--- SOURCE RECORDS Enclosed Below ---
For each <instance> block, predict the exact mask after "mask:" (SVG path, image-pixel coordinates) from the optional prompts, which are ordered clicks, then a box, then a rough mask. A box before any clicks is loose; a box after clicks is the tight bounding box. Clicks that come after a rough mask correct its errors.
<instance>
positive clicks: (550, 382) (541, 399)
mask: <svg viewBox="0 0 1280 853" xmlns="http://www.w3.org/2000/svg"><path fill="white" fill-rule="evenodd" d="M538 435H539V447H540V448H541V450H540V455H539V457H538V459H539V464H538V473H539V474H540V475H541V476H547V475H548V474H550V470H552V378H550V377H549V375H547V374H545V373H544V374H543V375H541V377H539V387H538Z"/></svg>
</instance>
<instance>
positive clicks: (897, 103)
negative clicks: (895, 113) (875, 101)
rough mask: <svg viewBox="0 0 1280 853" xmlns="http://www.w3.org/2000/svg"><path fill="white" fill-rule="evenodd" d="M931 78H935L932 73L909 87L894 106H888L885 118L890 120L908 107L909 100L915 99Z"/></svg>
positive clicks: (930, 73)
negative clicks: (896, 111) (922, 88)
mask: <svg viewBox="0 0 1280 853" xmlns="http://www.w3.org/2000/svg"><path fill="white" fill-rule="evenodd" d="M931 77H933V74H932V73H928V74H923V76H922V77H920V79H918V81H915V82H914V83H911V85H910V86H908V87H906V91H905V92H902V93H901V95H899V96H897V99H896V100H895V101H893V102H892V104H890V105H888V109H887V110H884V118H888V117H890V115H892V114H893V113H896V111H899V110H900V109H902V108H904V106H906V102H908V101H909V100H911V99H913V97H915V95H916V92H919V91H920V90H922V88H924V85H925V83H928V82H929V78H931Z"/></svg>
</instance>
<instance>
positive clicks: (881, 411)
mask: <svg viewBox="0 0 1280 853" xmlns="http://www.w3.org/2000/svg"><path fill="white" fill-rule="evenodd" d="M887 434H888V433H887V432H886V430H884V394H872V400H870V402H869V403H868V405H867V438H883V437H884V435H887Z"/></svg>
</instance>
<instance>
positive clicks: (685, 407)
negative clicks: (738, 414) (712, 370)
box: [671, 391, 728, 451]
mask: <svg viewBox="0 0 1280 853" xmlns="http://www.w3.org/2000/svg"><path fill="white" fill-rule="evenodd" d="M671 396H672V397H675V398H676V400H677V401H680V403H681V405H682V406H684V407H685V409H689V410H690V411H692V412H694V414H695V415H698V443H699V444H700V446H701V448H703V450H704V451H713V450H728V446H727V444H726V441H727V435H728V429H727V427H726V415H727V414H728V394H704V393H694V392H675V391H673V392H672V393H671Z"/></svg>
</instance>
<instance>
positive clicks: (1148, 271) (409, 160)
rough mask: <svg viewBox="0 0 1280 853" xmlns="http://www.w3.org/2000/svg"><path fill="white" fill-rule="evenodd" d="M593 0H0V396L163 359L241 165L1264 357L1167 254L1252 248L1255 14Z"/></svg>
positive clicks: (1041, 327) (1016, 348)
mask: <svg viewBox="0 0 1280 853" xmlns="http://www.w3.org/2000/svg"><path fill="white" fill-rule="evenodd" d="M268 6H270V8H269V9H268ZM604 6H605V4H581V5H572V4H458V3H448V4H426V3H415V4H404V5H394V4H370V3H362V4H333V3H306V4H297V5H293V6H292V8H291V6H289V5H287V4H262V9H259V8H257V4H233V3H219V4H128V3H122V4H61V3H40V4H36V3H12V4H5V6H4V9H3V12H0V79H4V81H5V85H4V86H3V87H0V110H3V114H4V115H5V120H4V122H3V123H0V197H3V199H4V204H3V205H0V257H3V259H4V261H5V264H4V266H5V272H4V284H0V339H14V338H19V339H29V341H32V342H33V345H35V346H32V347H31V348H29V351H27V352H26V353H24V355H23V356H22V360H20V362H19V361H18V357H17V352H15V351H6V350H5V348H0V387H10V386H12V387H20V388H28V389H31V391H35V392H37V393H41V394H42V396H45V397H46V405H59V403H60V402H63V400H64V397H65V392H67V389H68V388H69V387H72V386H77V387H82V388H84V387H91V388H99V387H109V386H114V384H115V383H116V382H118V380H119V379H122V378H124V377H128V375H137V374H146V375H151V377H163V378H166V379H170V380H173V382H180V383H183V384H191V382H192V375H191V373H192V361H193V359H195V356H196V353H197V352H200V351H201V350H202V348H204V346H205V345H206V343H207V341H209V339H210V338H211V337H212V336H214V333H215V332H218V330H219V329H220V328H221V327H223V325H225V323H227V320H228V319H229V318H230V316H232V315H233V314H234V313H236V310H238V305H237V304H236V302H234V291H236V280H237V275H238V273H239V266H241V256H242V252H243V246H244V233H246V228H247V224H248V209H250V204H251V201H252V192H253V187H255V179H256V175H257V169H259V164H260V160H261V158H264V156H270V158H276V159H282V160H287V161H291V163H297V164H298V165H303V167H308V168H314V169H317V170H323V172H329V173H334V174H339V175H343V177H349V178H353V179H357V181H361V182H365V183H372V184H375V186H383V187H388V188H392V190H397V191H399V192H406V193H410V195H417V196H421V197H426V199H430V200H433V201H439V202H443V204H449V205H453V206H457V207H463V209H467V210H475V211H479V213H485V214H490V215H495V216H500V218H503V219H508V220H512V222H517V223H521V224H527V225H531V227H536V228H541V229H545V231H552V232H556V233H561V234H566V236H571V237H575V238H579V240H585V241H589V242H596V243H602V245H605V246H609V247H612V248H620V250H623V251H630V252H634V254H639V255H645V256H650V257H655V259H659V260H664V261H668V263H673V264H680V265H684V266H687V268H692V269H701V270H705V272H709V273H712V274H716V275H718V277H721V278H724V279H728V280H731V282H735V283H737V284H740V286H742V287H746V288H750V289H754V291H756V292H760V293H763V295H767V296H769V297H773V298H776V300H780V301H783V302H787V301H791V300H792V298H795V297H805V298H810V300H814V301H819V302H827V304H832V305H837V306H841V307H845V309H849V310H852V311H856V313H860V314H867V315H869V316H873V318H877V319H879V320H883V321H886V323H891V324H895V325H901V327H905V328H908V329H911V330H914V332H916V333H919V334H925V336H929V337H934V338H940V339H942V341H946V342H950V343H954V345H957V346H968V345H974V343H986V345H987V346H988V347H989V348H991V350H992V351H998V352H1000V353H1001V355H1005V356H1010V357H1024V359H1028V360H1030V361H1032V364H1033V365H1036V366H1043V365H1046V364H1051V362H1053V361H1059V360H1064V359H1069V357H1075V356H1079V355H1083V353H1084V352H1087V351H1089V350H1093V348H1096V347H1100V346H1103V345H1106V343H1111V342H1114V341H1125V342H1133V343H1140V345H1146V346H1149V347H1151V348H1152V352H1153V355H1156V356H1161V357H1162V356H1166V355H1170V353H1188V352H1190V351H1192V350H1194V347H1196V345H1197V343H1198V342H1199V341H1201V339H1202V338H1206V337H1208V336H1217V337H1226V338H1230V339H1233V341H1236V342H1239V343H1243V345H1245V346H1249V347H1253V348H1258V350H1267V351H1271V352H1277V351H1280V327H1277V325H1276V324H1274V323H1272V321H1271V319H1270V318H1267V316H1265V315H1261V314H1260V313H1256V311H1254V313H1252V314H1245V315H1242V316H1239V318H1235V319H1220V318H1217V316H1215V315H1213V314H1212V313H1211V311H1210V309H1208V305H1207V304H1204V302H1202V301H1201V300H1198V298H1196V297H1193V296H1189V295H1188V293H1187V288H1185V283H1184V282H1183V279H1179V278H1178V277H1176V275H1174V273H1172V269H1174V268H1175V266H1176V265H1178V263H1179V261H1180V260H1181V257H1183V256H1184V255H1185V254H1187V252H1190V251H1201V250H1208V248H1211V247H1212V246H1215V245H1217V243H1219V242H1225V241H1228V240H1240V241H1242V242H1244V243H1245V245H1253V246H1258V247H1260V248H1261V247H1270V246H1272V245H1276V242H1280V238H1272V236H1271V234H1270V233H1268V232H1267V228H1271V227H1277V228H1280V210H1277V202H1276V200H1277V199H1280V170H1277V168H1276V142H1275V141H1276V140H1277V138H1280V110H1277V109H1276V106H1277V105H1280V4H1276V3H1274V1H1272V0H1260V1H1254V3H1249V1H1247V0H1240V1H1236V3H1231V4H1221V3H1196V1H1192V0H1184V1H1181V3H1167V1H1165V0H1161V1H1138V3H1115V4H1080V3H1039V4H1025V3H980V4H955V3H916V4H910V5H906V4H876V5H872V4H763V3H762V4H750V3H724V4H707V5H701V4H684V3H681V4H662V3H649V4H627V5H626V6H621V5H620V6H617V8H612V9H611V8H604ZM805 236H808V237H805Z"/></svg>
--- End of Enclosed SOURCE RECORDS ---
* **WHAT TO DO**
Return each line of the rows above that contains the word "negative". Case counts.

* **PROBLEM SOLUTION**
negative clicks: (895, 113) (875, 101)
negative clicks: (896, 111) (922, 88)
negative clicks: (738, 414) (712, 370)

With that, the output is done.